REQUIRED TASK: Please copy the items below line for line, from the first line through the line containing "[0, 129, 450, 157]", both included. Leave the pictures out of your copy.

— START OF EXTRACTED RECORDS —

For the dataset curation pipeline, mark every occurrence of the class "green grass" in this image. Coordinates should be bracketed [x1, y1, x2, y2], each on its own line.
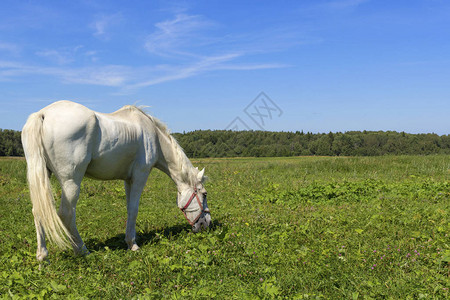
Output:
[0, 156, 450, 299]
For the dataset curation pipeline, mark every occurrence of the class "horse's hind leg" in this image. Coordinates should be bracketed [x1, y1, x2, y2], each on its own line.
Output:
[34, 213, 48, 261]
[59, 176, 89, 255]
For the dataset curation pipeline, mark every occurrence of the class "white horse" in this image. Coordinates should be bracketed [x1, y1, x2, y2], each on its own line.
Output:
[22, 101, 211, 261]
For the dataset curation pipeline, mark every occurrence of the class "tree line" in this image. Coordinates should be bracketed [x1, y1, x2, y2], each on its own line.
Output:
[174, 130, 450, 157]
[0, 129, 450, 158]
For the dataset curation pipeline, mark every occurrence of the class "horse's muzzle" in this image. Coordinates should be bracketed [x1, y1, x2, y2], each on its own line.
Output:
[192, 212, 211, 233]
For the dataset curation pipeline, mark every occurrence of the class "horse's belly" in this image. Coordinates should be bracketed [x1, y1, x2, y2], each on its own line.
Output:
[86, 154, 135, 180]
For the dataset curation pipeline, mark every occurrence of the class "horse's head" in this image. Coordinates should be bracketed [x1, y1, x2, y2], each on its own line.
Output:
[177, 169, 211, 232]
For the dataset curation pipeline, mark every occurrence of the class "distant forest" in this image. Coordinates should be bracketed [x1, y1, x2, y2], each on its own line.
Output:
[0, 129, 450, 157]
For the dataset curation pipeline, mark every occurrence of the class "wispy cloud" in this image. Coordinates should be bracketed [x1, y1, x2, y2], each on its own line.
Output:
[317, 0, 370, 10]
[0, 61, 133, 87]
[90, 13, 123, 39]
[0, 42, 20, 55]
[145, 14, 214, 57]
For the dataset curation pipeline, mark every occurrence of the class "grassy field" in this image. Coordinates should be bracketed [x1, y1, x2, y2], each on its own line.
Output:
[0, 156, 450, 299]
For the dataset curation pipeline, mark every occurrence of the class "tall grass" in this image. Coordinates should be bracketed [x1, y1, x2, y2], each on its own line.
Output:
[0, 156, 450, 299]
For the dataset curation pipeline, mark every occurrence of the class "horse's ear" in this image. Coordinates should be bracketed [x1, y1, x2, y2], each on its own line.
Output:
[197, 168, 205, 181]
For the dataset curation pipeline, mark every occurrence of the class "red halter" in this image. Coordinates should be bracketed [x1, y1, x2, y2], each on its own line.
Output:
[180, 188, 209, 226]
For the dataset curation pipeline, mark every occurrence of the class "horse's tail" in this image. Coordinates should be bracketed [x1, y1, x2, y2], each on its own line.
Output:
[22, 112, 72, 249]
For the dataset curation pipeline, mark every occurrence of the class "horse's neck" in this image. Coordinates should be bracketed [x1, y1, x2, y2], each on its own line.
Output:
[156, 131, 194, 191]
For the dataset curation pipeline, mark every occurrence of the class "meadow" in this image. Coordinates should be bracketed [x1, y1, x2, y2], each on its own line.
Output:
[0, 155, 450, 299]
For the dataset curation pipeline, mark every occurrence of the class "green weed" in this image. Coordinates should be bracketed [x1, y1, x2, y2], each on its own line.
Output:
[0, 156, 450, 299]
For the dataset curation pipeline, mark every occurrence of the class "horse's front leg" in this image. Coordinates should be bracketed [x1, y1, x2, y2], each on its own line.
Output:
[125, 174, 148, 251]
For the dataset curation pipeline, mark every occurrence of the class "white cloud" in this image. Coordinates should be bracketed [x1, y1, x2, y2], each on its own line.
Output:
[90, 13, 123, 39]
[145, 14, 214, 56]
[36, 50, 74, 65]
[0, 61, 133, 87]
[0, 42, 20, 55]
[318, 0, 370, 10]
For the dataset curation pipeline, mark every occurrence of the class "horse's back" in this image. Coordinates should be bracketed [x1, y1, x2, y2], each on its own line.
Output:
[38, 100, 98, 177]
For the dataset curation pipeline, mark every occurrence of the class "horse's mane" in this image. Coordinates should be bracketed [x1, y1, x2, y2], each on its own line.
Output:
[122, 105, 196, 184]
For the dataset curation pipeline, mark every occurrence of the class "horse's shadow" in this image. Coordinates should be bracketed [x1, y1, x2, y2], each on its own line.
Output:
[85, 220, 223, 251]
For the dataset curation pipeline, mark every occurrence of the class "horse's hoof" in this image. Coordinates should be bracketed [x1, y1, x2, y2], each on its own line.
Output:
[130, 244, 139, 251]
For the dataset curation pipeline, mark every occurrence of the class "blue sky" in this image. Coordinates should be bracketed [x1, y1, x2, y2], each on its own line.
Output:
[0, 0, 450, 134]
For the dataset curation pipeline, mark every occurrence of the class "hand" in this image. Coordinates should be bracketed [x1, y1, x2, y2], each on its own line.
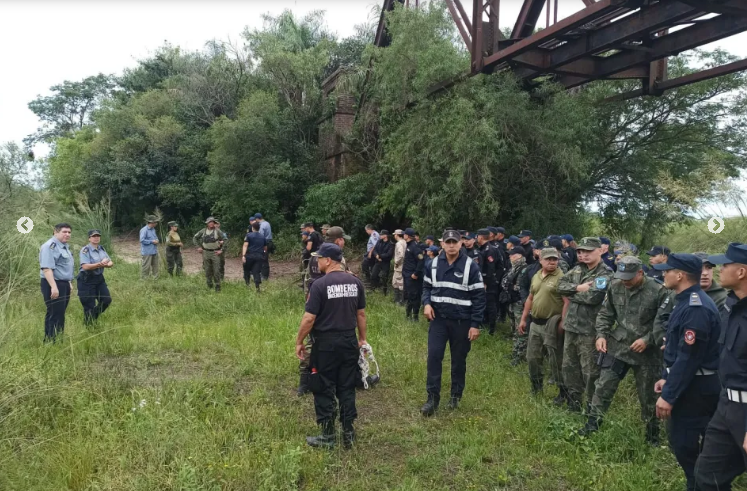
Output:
[656, 397, 672, 419]
[597, 338, 607, 353]
[654, 379, 667, 394]
[576, 281, 592, 293]
[630, 339, 648, 353]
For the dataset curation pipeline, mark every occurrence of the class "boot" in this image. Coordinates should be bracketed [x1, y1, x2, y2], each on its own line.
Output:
[342, 421, 355, 450]
[296, 372, 311, 397]
[420, 394, 439, 416]
[306, 419, 337, 448]
[578, 416, 602, 436]
[646, 419, 661, 447]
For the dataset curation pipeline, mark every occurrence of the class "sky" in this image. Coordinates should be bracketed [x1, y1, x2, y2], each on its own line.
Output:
[0, 0, 747, 213]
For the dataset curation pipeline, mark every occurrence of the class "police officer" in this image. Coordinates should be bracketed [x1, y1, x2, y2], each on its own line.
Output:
[192, 217, 223, 292]
[579, 256, 672, 446]
[477, 228, 503, 336]
[695, 242, 747, 491]
[39, 223, 75, 342]
[77, 229, 114, 326]
[654, 254, 721, 490]
[166, 221, 184, 276]
[140, 215, 159, 279]
[296, 243, 366, 448]
[558, 237, 612, 412]
[402, 228, 425, 322]
[241, 222, 267, 292]
[420, 230, 485, 416]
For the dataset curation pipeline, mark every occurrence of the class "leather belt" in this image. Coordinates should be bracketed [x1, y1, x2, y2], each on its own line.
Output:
[667, 367, 718, 375]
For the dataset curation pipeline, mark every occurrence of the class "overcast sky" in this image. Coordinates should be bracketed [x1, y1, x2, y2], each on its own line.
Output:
[0, 0, 747, 159]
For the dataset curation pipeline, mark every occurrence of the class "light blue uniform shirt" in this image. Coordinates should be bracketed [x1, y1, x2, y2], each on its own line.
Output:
[78, 244, 111, 276]
[366, 230, 379, 254]
[140, 225, 158, 256]
[259, 220, 272, 240]
[39, 237, 75, 281]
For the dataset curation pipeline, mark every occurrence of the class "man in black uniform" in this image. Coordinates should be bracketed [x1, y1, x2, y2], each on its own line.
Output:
[654, 254, 721, 491]
[477, 228, 503, 336]
[420, 230, 485, 416]
[402, 228, 425, 322]
[371, 230, 394, 295]
[296, 243, 366, 448]
[695, 242, 747, 491]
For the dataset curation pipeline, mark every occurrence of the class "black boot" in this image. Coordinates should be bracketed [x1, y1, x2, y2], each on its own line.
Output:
[296, 372, 311, 397]
[306, 419, 337, 448]
[578, 416, 602, 436]
[420, 394, 439, 416]
[646, 419, 661, 447]
[342, 421, 355, 449]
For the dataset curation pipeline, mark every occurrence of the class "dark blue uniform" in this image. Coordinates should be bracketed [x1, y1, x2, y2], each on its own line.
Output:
[423, 250, 485, 406]
[696, 292, 747, 491]
[77, 244, 112, 325]
[661, 284, 721, 489]
[402, 240, 425, 320]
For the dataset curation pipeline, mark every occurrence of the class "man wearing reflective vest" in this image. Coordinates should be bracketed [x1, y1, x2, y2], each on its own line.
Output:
[420, 230, 485, 416]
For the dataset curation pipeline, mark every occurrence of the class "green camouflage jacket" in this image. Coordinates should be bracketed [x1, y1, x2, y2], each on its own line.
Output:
[558, 261, 613, 336]
[597, 276, 672, 365]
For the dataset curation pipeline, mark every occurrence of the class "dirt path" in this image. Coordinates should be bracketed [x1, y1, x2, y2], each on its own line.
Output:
[112, 235, 299, 280]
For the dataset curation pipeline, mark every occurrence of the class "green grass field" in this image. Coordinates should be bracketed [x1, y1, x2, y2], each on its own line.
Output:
[0, 262, 745, 491]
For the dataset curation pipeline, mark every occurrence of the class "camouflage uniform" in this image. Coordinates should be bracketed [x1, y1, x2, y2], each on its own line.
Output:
[558, 256, 612, 409]
[591, 272, 673, 426]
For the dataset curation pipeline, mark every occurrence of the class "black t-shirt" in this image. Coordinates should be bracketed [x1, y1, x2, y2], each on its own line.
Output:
[308, 230, 324, 252]
[306, 271, 366, 333]
[244, 232, 267, 256]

— END OF EXTRACTED RECORDS —

TASK OUTPUT:
For the dataset curation pipeline, mark every occurrence of the class "green grass" in this image. Coordinates should be bracketed [x1, y1, x2, y2], each on its own line.
Output:
[0, 156, 450, 299]
For the dataset curation pipeline, mark every occurrence of the class "horse's hind leg" in this image. Coordinates should be bracketed [x1, y1, x2, y2], each on its own line.
Output:
[34, 213, 48, 261]
[59, 176, 89, 255]
For the dataset curation pipeline, mark every occurrence of the class "white horse" in this image. Coordinates should be bracketed [x1, y1, x2, y2], each on its own line.
Output:
[22, 101, 211, 261]
For the dataset curation pipeline, mark every occurrence of the class "tree line" in this image. Coordinates should be bracketed [x1, y1, x2, y2], each on its own line.
Output:
[174, 130, 450, 157]
[0, 129, 450, 158]
For the dataset curation pipeline, mark every occurrence of the class "horse's muzzle" in this image. Coordinates should be bracketed [x1, y1, x2, y2], each on its own line.
Output:
[192, 212, 211, 233]
For the dataset curation pipeline, mark every occurrence of the class "horse's belly" in this image. Coordinates should be bracketed [x1, y1, x2, y2], each on its own line.
Output:
[86, 154, 135, 180]
For the dataset curation pipeline, mark every occurrence of the class "horse's head" in this image. Coordinates should be bracketed [x1, y1, x2, y2], each on its own line.
Output:
[177, 169, 211, 232]
For the dataset curation pipeline, mark every occurrence of the class "distant forest" in this image. Coordinates should be bracketed [x1, y1, x2, y2], each on its own line.
Output:
[0, 129, 450, 157]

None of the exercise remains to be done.